## Problem details
Pick up the column about the Amnesty International debate on commercial sex after its final sentence and keep writing it.

## Source excerpt

####################

Sunday, April 6, 2014

Shutting up is an art form


   "Honey," my wife called from downstairs. "The Bulls game is on."
    "Just a minute...," I replied, from my office, "I'm arguing with prostitutes in Australia."
    Strange world, this.
    Watching the Bulls play on television with the family is a joy. In the mornings we ask each other, "Are the Bulls playing tonight?" Someone checks the schedule hanging in the kitchen, and, if there's a game, we all sigh in happy expectation. Regular readers know that I'm not much of a sports fan, and generally that's true —I went to the Cubs home opener Friday, reluctantly, invited by a reader, but could not name a single player on the team, before or after. It was nice to sit there and eat peanuts and trade baseball trivia. But the Cubs didn't do anything memorable. One of them hit a home run. That's it.
     The Bulls are different: tremendous athletes, passionate competitors, each an individual, all trying to make the best of a tough situation: Derrick Rose being out for another season with another injury. It's still fun to watch them play. I never thought that passing the ball could be a thing of beauty, but when Joakim Noah does it, it is, sometimes. Often.
     Yet I lingered upstairs Friday. Because there is a strange mix of intimacy and invasion to the Internet, particularly Twitter, which has replaced Facebook and email as the dynamic communications form of the moment (and don't write in informing me that no, it's now Spotify, or LeadPipe, or something even newer. I'm 53 years old. I'm by definition behind the times. I catch up when required).
     What happened is this: Wednesday night I got a call from Attorney General Lisa Madigan's office, telling me that Amnesty International, which generally has a sterling reputation somewhere between Doctors Without Borders and Miss Bianca of "The Rescuers," would be debating, in Chicago, on Friday,  whether to endorse the decriminalization of commercial sex: basically saying that prostitutes, madams, pimps, brothels, should all be legal. Their argument is that selling your body, or someone else's, is a civil right, like voting.
     Madigan passionately believes that is wrong, that all commercial sex is coerced, either now or in the past, the result of child sex abuse. "The reality is, no young girl dreams of becoming a prostitute," she told me, Thursday morning, when I was writing the story. Her view made sense to me.
    I felt confident the column laid out the situation in a balanced way. "The issue pivots on that notion of consent,"I wrote. "Is Madigan right, that prostitution is invariably the result of sex abuse and coercion? Or can it be a choice, a business transaction among consenting adults?"
    Now I admit, I didn't line up testimony to back up that second premise, never thought: "I better find some hookers to talk about how wonderful their lives are." My belief, from 30 years of reporting, is that prostitutes are invariably damaged in some way, typically drug addicts feeding a habit, and fall or are lured into that way of life, trapped without recourse.

####################

## Data
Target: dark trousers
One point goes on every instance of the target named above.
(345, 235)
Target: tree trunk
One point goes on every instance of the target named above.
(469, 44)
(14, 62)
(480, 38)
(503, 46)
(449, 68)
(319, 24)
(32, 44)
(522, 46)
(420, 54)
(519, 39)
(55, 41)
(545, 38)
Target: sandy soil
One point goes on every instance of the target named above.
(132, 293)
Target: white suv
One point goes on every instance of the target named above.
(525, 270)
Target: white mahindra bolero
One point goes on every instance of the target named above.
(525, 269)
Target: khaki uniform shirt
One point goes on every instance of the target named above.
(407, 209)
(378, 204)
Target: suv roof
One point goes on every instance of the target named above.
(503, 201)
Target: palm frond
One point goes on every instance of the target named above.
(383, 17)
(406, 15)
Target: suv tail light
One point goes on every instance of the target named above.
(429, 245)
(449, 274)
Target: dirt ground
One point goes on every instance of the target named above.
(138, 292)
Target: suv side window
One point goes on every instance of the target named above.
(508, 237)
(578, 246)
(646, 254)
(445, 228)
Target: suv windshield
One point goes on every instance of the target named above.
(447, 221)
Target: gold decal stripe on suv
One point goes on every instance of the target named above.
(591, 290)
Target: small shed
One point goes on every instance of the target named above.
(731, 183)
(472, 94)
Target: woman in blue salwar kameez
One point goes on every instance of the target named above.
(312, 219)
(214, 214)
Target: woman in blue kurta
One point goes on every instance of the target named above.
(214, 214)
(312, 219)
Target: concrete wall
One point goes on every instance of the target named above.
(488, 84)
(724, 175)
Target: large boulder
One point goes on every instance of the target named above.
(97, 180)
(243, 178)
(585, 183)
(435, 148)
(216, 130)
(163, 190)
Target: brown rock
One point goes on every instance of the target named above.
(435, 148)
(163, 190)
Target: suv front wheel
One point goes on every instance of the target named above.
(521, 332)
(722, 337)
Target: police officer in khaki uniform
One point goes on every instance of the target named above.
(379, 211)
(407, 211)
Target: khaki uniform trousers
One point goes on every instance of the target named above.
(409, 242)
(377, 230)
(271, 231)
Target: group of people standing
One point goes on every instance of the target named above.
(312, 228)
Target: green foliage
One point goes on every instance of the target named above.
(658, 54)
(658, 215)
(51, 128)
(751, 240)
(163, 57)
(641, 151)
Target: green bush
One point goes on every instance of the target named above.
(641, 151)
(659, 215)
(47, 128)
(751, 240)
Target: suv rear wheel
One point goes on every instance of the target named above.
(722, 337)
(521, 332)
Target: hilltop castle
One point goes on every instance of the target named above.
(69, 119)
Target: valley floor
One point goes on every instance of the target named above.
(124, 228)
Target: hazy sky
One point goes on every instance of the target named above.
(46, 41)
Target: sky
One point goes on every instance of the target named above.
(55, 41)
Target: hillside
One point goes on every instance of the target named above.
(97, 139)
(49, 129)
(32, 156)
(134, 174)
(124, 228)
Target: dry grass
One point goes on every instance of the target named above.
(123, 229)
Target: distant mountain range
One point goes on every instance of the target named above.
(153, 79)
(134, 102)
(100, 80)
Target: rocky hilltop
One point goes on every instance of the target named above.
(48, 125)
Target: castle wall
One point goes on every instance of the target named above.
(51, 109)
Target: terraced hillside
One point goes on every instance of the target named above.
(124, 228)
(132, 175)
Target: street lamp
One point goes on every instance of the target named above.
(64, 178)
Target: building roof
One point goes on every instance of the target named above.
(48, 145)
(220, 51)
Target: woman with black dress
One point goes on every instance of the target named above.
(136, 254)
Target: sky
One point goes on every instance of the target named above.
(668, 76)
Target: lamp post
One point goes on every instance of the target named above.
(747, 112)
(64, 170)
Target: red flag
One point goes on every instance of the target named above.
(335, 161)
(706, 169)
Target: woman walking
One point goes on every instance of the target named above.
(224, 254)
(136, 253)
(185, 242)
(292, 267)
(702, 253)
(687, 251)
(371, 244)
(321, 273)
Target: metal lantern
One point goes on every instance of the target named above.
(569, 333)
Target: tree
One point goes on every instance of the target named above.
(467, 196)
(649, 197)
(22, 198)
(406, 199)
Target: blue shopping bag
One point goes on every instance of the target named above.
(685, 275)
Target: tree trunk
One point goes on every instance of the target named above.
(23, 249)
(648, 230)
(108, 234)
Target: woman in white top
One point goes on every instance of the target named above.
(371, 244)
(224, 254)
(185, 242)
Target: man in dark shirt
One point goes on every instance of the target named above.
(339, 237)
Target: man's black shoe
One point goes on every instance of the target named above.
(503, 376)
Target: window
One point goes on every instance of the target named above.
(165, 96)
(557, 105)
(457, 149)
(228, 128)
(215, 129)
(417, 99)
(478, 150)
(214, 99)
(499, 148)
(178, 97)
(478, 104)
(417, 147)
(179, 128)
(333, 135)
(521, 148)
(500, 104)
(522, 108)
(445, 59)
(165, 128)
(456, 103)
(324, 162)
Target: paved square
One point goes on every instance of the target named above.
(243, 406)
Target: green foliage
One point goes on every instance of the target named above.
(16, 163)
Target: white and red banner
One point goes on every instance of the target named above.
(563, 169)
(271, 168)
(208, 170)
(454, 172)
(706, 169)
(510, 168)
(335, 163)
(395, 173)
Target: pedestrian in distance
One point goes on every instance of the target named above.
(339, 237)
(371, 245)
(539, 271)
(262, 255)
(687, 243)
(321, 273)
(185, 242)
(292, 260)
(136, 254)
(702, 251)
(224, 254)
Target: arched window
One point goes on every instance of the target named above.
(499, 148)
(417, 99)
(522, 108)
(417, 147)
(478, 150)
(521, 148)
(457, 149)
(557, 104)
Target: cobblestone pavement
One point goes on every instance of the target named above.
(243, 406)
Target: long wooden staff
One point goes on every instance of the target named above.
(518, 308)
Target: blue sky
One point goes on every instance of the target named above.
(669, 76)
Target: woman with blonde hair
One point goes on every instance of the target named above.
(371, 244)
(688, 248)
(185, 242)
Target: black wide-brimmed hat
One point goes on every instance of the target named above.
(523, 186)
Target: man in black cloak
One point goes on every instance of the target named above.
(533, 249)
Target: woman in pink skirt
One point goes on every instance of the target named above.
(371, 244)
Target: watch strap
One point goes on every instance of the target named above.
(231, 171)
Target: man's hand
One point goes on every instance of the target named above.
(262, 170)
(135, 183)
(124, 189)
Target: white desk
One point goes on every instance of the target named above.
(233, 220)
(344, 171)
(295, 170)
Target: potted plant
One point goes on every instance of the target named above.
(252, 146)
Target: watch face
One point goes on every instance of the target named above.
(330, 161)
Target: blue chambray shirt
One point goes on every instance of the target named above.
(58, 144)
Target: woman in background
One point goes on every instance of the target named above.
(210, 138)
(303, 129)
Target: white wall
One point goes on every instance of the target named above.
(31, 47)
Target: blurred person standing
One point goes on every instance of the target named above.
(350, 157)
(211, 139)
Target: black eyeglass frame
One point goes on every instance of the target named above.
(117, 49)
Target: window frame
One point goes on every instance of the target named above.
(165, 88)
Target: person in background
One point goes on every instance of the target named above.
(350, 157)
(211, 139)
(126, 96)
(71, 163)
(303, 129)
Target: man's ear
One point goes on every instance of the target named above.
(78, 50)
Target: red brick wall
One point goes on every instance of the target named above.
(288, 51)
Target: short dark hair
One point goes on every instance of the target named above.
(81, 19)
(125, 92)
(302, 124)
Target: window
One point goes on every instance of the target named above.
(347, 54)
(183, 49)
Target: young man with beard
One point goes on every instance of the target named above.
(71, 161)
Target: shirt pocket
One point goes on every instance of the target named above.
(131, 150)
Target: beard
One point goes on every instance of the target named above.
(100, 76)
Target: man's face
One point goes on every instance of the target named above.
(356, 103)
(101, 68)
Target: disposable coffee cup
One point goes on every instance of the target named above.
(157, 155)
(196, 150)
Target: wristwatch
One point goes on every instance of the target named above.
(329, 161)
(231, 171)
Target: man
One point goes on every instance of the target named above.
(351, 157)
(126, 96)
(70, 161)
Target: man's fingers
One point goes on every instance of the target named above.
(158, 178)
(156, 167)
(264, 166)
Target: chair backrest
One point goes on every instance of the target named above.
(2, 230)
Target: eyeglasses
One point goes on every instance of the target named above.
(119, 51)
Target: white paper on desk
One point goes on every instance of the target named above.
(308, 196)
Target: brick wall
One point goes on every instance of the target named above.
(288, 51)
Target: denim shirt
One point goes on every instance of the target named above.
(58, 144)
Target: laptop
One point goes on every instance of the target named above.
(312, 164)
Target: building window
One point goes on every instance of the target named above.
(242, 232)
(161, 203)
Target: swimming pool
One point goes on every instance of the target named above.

####################

## Reply
     While no doubt some are working the bar at Gibson's and having a grand time, at the moment, that is rare enough to be insignificant, compared to the general awfulness of the trade experienced by most women. Heroin addiction doesn't become a good life choice merely because Keith Richards pulled it off. That said, I did not do a thorough and comprehensive review of world prostitution. And in posting my story here, I gave, as I try to do on the blog, a little extra background that didn't fit in the paper, a look at the bias I brought to the story:  years ago, I went out with the Cook County Sheriff's Police as they swept streetwalkers off Cicero Avenue. It was a scene from hell; I was amazed that men would pay these women for sex, because I was uncomfortable standing on the same block, breathing the same air.
     That wasn't offered as a sweeping indictment of all sex workers everywhere, but rather a description of what I felt, honestly and sincerely, standing there. 
      The column hit the world of Twitter Friday afternoon, re-tweeted more than 100 times. And a furious opposition sprang up that caught me completely off-guard.
    "Pure hate..."
    "Polemics and damaging stereotypes..."
    "You are afraid of your own sexuality, so you condemn others for theirs. It's fairly textbook..."
     The reaction was not from Chicagoans, but Australian sex workers -- as far as I could tell -- plus various sympathetic sorts: London party boys, Irish good time gals. Dozens of them.
    "So horrendous. Not even slightly professional."
     "Comparing SW to drug dealers rises to a whole new level of cluelessness."
     "Neil Steinberg is a pustulent, rotting WANKCHARIOT."
     The thing to do would be to ignore it all. I had my say, now they have theirs. A columnist should have a thick skin.
     But to me, a thick skin leads to a thick head. What I do requires being sensitive to nuance. It's not a choice, really. Constitutionally, I'm not the shrug-things-off sort. I'm an explain-myself sort. That's how I'm able to do this job. So I waded in, trying to answer all these people, tweeting in batches of five and 10, trying to make them understand my perspective, to tamp down their outrage. But the more I tried, the angrier they seemed to get, and the more personal. My comment about hookers on Cicero Avenue, about not wanting to breathe the same air, really rattled them, and each tweet exaggerated it a bit more, until it was no longer about a certain group of prostitutes on Cicero Avenue, but about all sex workers, then about all women everywhere. 
     I tried arguing back. No, not all sex workers. Actually,  I was thinking about one specific, real person -- Pam Bolton, I remember her name. I talked with her. The cops said she had AIDS. She was scary. Two weeks later she was murdered. I never forgot her. 
     The next thing I know, I'm arguing with a dominatrix in Seattle and Dan Savage, the sex columnist -- and my friend, someone I have had lunch with, talked to, read all his books, and deeply respect—is trying to moderate between us.
      "I know you both," he writes. "If you got together, you guys would get on like a house on fire. 1st round - or 3 - on me?"
     I almost wrote back, "You know I don't drink, Dan," but then too much of my personal life was already being dragged into it, dug up by Down Under doxies racing online, grabbing what sharp details they could find in 30 seconds and rushing back to scratch at me with them. Personal and mean, behaving very much like right wing religious zealots do when challenged, a rare point of commonality between the two groups.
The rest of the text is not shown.